### Exercise instructions
Below are some records. Repeat exactly the lines from the one containing "[ ] integer pixels only" through the final line.

### Collection entries
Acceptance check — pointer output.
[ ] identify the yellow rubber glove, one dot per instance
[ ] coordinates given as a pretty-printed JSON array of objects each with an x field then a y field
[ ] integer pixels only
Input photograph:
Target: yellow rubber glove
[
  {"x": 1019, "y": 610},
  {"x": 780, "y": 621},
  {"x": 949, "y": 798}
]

### Answer for the task
[ ] integer pixels only
Input photograph:
Target: yellow rubber glove
[
  {"x": 1019, "y": 610},
  {"x": 780, "y": 621},
  {"x": 949, "y": 798}
]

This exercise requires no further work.